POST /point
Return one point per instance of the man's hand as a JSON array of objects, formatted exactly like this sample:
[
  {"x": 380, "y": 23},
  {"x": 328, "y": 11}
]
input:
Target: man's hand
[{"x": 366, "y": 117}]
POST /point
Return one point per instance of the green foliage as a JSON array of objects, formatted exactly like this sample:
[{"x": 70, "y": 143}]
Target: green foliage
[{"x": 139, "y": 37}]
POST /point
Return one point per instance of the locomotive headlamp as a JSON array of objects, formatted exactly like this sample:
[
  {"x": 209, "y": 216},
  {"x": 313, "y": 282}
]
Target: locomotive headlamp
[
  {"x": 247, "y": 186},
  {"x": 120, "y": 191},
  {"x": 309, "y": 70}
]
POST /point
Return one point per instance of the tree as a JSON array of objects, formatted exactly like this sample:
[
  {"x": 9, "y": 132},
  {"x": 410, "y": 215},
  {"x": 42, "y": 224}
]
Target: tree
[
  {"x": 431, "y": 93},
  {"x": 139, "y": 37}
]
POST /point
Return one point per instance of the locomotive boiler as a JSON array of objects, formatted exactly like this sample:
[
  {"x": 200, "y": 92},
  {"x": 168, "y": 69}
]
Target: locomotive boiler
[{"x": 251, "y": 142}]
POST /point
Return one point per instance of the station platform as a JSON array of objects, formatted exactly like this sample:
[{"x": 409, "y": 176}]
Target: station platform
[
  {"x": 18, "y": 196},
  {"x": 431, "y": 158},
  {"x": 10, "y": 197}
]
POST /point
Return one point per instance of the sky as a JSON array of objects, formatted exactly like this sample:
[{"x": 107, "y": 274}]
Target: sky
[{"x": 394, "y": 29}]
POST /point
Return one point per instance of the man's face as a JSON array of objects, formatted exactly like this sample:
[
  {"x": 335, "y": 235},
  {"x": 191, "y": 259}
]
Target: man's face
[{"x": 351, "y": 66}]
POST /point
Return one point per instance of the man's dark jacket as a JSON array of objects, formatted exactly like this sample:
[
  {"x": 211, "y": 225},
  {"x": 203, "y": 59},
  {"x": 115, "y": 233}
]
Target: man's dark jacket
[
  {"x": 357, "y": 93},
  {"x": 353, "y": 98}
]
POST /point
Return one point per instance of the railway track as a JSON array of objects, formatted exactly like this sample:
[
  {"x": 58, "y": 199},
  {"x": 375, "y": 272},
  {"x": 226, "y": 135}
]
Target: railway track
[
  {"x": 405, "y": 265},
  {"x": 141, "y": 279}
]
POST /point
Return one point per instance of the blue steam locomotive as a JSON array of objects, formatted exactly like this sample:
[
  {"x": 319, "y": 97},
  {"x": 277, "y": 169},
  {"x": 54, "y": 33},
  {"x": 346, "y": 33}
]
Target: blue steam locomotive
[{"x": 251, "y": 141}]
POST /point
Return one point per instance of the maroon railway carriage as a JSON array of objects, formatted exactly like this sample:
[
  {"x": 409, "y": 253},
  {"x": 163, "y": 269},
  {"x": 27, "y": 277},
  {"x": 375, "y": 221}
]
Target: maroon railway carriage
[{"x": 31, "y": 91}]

*TO BE DONE*:
Go through the listing and copy all of it exactly.

*PROBLEM SOLUTION*:
POST /point
Return one point per instance of the man's hand as a JSON array of objects, formatted exactly like this sample:
[
  {"x": 380, "y": 23},
  {"x": 328, "y": 11}
]
input:
Target: man's hand
[{"x": 366, "y": 117}]
POST /point
Return one point per instance of the green foliage as a JSON array of objects, formatted exactly like this sample:
[{"x": 70, "y": 143}]
Target: green foliage
[{"x": 139, "y": 37}]
POST /point
Return one point per instance of the locomotive headlamp as a JSON array of objects, formatted exactly like this sample:
[
  {"x": 209, "y": 216},
  {"x": 313, "y": 282}
]
Target: locomotive headlamp
[
  {"x": 247, "y": 186},
  {"x": 120, "y": 191},
  {"x": 309, "y": 70}
]
POST /point
Return one point per instance of the tree as a JSON array of objects, formatted exactly like this sample:
[
  {"x": 9, "y": 132},
  {"x": 410, "y": 215},
  {"x": 42, "y": 224}
]
Target: tree
[
  {"x": 431, "y": 93},
  {"x": 139, "y": 37}
]
POST /point
Return one point per instance of the locomotive boiler as a JSON array of objects, formatted exactly like this sample:
[
  {"x": 200, "y": 92},
  {"x": 168, "y": 69}
]
Target: locomotive boiler
[{"x": 251, "y": 142}]
POST /point
Return one point per instance of the station platform as a JSON array of objects, formatted exactly like this sample:
[{"x": 409, "y": 176}]
Target: station platform
[
  {"x": 18, "y": 196},
  {"x": 431, "y": 158},
  {"x": 10, "y": 197}
]
POST /point
Return one point per instance of the sky as a JSON array of objects, formatted exactly like this sample:
[{"x": 107, "y": 274}]
Target: sky
[{"x": 394, "y": 29}]
POST /point
Return one point per instance of the man's face as a JSON array of objects, formatted exactly like this sample:
[
  {"x": 335, "y": 235},
  {"x": 191, "y": 259}
]
Target: man's face
[{"x": 351, "y": 66}]
POST /point
Return one point per instance of the man's dark jacket as a JSON array of objects, formatted exactly like this sample:
[
  {"x": 211, "y": 225},
  {"x": 203, "y": 59},
  {"x": 115, "y": 233}
]
Target: man's dark jacket
[
  {"x": 357, "y": 93},
  {"x": 353, "y": 98}
]
POST /point
Return one point per instance of the railway track as a JSON array of objects, formatted exactly like this sample:
[
  {"x": 58, "y": 199},
  {"x": 375, "y": 272},
  {"x": 226, "y": 135}
]
Target: railway track
[
  {"x": 405, "y": 265},
  {"x": 141, "y": 279}
]
POST /point
Return one point per instance of the blue steam locomotive as a JSON array of objects, formatted exactly like this sample:
[
  {"x": 319, "y": 97},
  {"x": 277, "y": 169},
  {"x": 54, "y": 33},
  {"x": 346, "y": 33}
]
Target: blue steam locomotive
[{"x": 251, "y": 141}]
POST /point
Return one point per instance of the maroon railway carriage as a JSON array of objects, formatted exactly like this sample:
[
  {"x": 409, "y": 253},
  {"x": 163, "y": 269},
  {"x": 27, "y": 277},
  {"x": 375, "y": 221}
]
Target: maroon railway carriage
[{"x": 31, "y": 91}]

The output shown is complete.